━━━ INPUT RECORDS ━━━

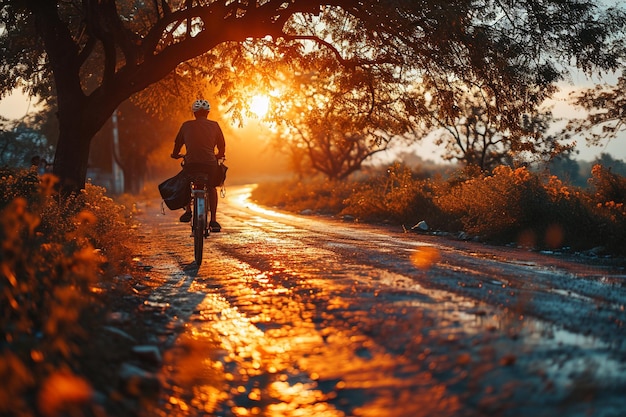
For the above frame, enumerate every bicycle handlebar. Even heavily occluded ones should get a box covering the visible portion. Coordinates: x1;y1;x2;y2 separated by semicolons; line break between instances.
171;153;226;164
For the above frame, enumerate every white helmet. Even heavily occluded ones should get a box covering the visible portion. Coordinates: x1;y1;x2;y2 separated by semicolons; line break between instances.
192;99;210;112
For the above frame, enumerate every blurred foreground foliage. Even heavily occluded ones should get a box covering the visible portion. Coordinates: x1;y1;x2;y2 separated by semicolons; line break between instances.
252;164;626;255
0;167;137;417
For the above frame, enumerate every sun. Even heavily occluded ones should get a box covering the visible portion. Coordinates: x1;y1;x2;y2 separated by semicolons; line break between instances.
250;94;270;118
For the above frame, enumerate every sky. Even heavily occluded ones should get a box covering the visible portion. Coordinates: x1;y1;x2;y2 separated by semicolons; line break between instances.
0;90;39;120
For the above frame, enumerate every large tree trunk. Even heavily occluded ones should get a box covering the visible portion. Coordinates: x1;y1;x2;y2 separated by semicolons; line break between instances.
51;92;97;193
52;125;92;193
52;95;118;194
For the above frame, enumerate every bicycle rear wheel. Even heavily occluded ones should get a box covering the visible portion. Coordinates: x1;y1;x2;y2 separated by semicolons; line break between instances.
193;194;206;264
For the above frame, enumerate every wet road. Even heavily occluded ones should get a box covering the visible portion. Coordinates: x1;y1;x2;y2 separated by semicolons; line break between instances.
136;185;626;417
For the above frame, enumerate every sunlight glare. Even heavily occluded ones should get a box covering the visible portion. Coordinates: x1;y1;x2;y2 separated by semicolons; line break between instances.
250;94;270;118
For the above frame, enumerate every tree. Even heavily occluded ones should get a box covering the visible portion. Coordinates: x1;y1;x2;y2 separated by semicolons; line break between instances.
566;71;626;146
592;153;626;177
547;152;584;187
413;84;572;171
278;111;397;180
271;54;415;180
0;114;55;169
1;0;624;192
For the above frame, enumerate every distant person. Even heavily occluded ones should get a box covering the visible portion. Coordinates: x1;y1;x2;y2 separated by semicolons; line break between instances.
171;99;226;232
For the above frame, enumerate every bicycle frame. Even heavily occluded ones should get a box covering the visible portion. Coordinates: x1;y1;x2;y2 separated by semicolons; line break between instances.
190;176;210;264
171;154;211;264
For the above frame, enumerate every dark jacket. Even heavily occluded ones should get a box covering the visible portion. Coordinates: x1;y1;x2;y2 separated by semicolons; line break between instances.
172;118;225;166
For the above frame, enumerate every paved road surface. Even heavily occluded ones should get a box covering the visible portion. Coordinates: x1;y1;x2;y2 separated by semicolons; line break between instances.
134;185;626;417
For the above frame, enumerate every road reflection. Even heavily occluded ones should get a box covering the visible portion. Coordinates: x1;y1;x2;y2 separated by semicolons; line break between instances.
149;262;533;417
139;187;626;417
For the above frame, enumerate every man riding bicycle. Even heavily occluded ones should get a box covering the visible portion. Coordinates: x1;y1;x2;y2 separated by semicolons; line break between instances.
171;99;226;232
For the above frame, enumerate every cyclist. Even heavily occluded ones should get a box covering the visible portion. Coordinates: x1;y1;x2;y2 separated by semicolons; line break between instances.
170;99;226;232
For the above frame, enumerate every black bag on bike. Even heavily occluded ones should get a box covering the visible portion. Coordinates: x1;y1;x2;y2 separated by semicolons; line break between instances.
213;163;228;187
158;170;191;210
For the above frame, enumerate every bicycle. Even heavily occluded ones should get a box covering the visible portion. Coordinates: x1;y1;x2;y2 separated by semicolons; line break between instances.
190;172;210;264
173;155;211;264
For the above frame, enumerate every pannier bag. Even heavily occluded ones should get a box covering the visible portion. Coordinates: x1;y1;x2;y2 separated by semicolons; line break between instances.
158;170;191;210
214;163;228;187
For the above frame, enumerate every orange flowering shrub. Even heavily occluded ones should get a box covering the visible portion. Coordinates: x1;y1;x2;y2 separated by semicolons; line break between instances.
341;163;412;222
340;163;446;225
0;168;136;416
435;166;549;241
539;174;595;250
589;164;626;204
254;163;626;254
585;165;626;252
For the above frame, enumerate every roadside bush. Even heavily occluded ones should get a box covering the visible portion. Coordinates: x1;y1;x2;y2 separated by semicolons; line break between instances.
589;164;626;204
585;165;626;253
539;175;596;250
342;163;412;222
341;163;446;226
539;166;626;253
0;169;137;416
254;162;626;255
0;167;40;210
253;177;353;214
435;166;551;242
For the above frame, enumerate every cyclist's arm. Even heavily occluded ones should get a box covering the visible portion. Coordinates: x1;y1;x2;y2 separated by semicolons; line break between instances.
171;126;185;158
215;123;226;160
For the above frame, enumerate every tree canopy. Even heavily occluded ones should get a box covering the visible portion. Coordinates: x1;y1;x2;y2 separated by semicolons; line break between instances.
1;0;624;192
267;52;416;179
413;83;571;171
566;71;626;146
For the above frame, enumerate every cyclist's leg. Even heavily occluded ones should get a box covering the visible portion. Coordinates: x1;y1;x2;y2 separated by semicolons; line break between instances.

━━━

» WHAT YOU NEED TO DO:
Please copy the data shown above, line by line and exactly, omitting the images.

» RESPONSE AREA:
For the above frame, enumerate every bicycle handlebar. Even heavily occluded ones should get a box covering the visible portion. Coordinates: x1;y1;x2;y2 separated by semicolons; line break between instances.
171;153;226;164
For the above frame, enumerate every white helmet. Even heavily occluded ones should get a box covering the visible portion. Coordinates: x1;y1;x2;y2 separated by semicolons; line break between instances.
192;99;210;112
For the above frame, enumerate every blurred foreground foliage. Even heavily occluded ones should get a box covering the visible portion. Coordinates: x1;y1;x2;y2 separated by semicolons; line break between instances.
252;164;626;255
0;167;137;417
For the above frame, enumerate every sun. Even heavily occluded ones should get a box covering the visible portion. Coordinates: x1;y1;x2;y2 separated by semicolons; line break between instances.
250;94;270;118
For the above frame, enumerate every sky. Even heavily occluded ones should get a box covering the visible portion. Coordinates: x1;y1;x2;y2 separated by semicolons; line break between instances.
0;90;39;120
For the above frame, enumerate every large tree trunk. Even heavily occluded ones should get a box covering the visible portion. Coordinates: x1;y1;x2;y2 separated by semicolons; line break between instances.
51;92;97;193
52;125;92;193
52;95;118;194
For the above frame, enumerate every bicycle rear wheel. Even heavily occluded ones should get a box covering the visible portion. Coordinates: x1;y1;x2;y2 separated by semicolons; line break between instances.
193;194;206;264
For the above frame, enumerate every wet road. Even heavily occluded ones should get a box covering the visible portion. Coordinates: x1;y1;x2;y2 separated by semicolons; line break between instances.
136;185;626;417
For the above frame, enumerate every sunlight glare. Even heavily occluded ones should get a box covering the visible portion. Coordinates: x1;y1;x2;y2 separated by semicolons; line break between instances.
250;94;270;118
For the above frame, enumerate every tree. Even heavily occluded ones should get a box covering the visible portion. Coordinates: x1;y1;x2;y2 separated by semicolons; line break between instances.
566;71;626;146
592;153;626;177
547;152;584;187
413;84;572;171
278;111;397;180
271;54;415;180
0;114;55;169
1;0;624;192
For the above frame, enumerate every distant person. Even heavily occluded ones should get a box covering the visible portion. Coordinates: x1;y1;x2;y2 separated by semicolons; line break between instances.
171;99;226;232
For the above frame, enumerate every bicycle frame. Even heavily occluded ones should get a box covering the visible portion. Coordinates: x1;y1;x2;y2 separated by semicolons; line break between instances.
190;176;210;264
171;154;211;264
For the above frame, enumerate every dark jacket. Even heavily occluded ones should get a box covering the visible portion. Coordinates: x1;y1;x2;y2 separated by semicolons; line break between instances.
172;118;225;166
For the above frame, enumerate every paved road surface. Even heavily occluded ones should get a box covering the visible portion. Coordinates: x1;y1;x2;y2 separated by semicolons; line break between instances.
134;185;626;417
For the above frame, enumerate every road reflection. Even heavily occluded ones should get a box covering the visible portion. Coordinates: x1;y1;x2;y2 separated by semicolons; line break between instances.
149;262;533;417
139;187;626;417
For the above frame, enumerate every man riding bicycle. Even heavily occluded ones should get a box covering the visible portion. Coordinates: x1;y1;x2;y2 separated by semicolons; line break between instances.
171;99;226;232
For the above frame, enumerate every cyclist. Even heavily occluded ones should get a box covering the visible portion. Coordinates: x1;y1;x2;y2 separated by semicolons; line break between instances.
170;99;226;232
For the above frame, enumerate every black bag on bike. Even heavily occluded ones should get a box covering the visible portion. Coordinates: x1;y1;x2;y2 separated by semicolons; line break between instances.
213;163;228;187
158;170;191;210
For the above frame, enumerate every bicycle. Even heavily occluded ones should get a box covering the visible portion. Coordinates: x1;y1;x2;y2 separated by semicolons; line break between instances.
190;172;210;264
173;155;211;264
For the above frame, enumerate every pannier bag. Even heavily occluded ones should get a box covering the visible portion. Coordinates: x1;y1;x2;y2 separated by semicolons; line break between instances.
158;170;191;210
214;163;228;187
For the above frame, enumerate every orange flowering shrub. Even heavily occluded ones should get a box covering the visible portion. Coordinates: x1;y1;x2;y2 separated by semicolons; line break between instances.
341;163;412;222
340;163;446;225
0;168;136;416
435;166;549;241
539;174;595;250
589;164;626;204
254;163;626;254
585;165;626;252
For the above frame, enumerate every roadside bush. Even heavily occluded ones should get a box covering the visible portion. Coordinates: x1;y1;x2;y2 separated by semicolons; line break between instances.
589;164;626;204
585;165;626;253
539;175;596;250
342;163;412;222
341;163;446;226
539;166;626;253
0;169;137;416
254;162;626;255
0;167;40;210
253;177;353;214
435;166;551;242
For the above frame, enumerate every cyclist's arm. Even heavily occluded ones should get a box covering the visible portion. Coordinates: x1;y1;x2;y2 separated by semicolons; line break between instances.
171;126;185;158
215;123;226;160
For the above frame, enumerate every tree canopy. Even heavily occluded ones should get a box covering the visible portion. Coordinates: x1;y1;x2;y2 separated by semicolons; line break between instances.
1;0;624;192
267;52;416;179
413;83;571;171
566;71;626;146
For the above frame, enumerate every cyclist's leg. Even heavily occluded ones should get a box covering the visible portion. Coordinates: x1;y1;x2;y2 separated by semicolons; line break between instances.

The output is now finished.